=== The tasks ===
1 - In the GeoSpark overview, turn the paragraph beginning "GeoSpark is a cluster computing system" into a short bulleted list that keeps its main facts.
2 - Using the GeoSpark overview, decide whether each statement agrees with it: (a) the link on the Apache Spark Official Third Party Projects List was removed in Aug. 2018; (b) GeoSpark was implemented into Apache Hadoop; (c) the authors of the PVLDB 2018 paper are from the Technical University of Munich. Answer yes or no for each, quoting the deciding words.

=== Extract ===
[Begin]

Introduction

GeoSpark is a cluster computing system for processing large-scale spatial data. GeoSpark extends Apache Spark / SparkSQL with a set of out-of-the-box Spatial Resilient Distributed Datasets (SRDDs)/ SpatialSQL that efficiently load, process, and analyze large-scale spatial data across machines.

Source code

I implemented GeoSpark into Apache Spark and SparkSQL. Source code is hosted on Github: Source code, Project website

Reputation

  • GeoSpark is the defacto spatial data processing framework on top of Apache Spark.

  • GeoSpark had been recognized by Apache Spark Official Third Party Projects List since Sept.2016. The link was removed in Aug. 2018 due to the conflict with Spark trademark (see this commit)

  • GeoSpark has > 200K overall website visits and > 10K monthly downloads.

  • Users and contributors include Facebook, Apple, Uber, MoBike, and numerous startups

  • GeoSpark in production (video), from Gyana, a British Location Inteligence company

  • GeoSpark received an evaluation from PVLDB 2018 paper How Good Are Modern Spatial Analytics Systems?, written by Varun Pandey, Andreas Kipf, Thomas Neumann, Alfons Kemper (Technical University of Munich), quoted as follows:

    GeoSpark comes close to a complete spatial analytics system. It also exhibits the best performance in most cases.

Publications

I published 8 papers under this project.

  • Demonstrating GeoSparkSim: A Scalable Microscopic Road Network Traffic Simulator Based on Apache Spark (Demo paper)

[End]

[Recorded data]
[Begin]

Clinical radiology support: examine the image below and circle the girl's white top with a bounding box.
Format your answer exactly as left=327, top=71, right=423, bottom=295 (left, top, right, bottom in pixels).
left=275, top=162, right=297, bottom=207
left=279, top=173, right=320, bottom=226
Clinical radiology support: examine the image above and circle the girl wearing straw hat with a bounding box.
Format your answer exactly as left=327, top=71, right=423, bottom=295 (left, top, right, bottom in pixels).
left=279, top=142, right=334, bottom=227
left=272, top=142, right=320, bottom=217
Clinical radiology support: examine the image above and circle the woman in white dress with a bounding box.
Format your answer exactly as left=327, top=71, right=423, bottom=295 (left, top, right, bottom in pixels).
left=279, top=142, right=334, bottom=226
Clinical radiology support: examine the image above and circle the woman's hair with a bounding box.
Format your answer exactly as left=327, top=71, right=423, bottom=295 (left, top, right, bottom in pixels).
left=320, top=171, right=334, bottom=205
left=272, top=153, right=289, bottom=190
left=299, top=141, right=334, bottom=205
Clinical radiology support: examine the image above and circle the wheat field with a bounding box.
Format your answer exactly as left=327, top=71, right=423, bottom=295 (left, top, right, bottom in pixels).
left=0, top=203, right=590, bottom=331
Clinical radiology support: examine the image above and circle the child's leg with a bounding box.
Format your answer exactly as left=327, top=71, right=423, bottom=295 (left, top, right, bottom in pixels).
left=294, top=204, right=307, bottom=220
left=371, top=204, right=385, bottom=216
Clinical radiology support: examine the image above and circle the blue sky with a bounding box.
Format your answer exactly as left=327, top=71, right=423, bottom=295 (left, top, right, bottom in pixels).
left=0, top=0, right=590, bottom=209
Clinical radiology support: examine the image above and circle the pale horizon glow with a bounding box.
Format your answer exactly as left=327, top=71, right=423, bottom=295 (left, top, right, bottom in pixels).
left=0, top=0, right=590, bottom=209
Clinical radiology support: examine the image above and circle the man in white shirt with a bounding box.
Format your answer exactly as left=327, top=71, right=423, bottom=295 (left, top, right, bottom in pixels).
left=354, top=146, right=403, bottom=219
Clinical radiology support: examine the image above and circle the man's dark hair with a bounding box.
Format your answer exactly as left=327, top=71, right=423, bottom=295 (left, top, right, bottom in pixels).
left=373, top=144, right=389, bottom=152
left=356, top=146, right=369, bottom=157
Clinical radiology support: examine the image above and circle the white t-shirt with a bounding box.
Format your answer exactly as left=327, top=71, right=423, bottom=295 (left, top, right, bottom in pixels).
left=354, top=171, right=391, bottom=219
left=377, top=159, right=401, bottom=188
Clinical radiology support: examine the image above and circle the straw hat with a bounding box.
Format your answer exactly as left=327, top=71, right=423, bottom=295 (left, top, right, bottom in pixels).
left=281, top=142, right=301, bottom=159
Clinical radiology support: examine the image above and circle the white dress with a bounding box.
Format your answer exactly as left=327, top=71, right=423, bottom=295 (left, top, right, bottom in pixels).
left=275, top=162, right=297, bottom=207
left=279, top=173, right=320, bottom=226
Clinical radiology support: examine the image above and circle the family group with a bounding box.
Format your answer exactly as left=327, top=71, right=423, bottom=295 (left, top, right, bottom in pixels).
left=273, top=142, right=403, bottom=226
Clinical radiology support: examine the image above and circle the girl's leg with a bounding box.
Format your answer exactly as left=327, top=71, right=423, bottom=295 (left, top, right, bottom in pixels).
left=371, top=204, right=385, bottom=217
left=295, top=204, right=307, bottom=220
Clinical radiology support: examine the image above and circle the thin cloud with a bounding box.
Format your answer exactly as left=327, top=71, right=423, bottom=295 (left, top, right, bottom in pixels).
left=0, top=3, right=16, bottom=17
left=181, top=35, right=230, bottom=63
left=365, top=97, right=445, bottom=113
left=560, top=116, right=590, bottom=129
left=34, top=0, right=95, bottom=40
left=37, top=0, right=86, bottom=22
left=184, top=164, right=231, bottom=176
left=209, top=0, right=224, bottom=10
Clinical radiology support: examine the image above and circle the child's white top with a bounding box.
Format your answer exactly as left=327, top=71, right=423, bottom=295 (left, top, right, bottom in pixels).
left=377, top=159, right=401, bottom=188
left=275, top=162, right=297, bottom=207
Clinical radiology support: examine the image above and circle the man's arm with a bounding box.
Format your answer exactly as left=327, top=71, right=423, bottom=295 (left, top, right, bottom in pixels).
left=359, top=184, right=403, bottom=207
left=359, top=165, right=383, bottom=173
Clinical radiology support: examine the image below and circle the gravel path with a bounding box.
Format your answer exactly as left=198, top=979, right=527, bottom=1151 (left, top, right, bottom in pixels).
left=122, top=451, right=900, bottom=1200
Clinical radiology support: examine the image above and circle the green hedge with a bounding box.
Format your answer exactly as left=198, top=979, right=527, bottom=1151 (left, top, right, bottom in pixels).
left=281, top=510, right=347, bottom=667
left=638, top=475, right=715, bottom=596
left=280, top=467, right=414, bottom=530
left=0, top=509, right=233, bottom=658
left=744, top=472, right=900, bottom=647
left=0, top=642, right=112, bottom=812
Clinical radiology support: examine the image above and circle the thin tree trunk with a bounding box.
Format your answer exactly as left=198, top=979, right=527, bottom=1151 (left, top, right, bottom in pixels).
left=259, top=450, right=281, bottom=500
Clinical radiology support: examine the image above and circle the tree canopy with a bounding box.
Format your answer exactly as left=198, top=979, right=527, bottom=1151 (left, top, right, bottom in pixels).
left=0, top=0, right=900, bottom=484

[End]

=== Responses per task ===
1 -
- GeoSpark is a cluster computing system for processing large-scale spatial data.
- It extends Apache Spark / SparkSQL.
- It adds out-of-the-box Spatial Resilient Distributed Datasets (SRDDs) / SpatialSQL.
- These efficiently load, process, and analyze large-scale spatial data across machines.

2 -
(a) Yes: "The link was removed in Aug. 2018 due to the conflict with Spark trademark"
(b) No: "I implemented GeoSpark into Apache Spark and SparkSQL."
(c) Yes: "written by Varun Pandey, Andreas Kipf, Thomas Neumann, Alfons Kemper (Technical University of Munich)"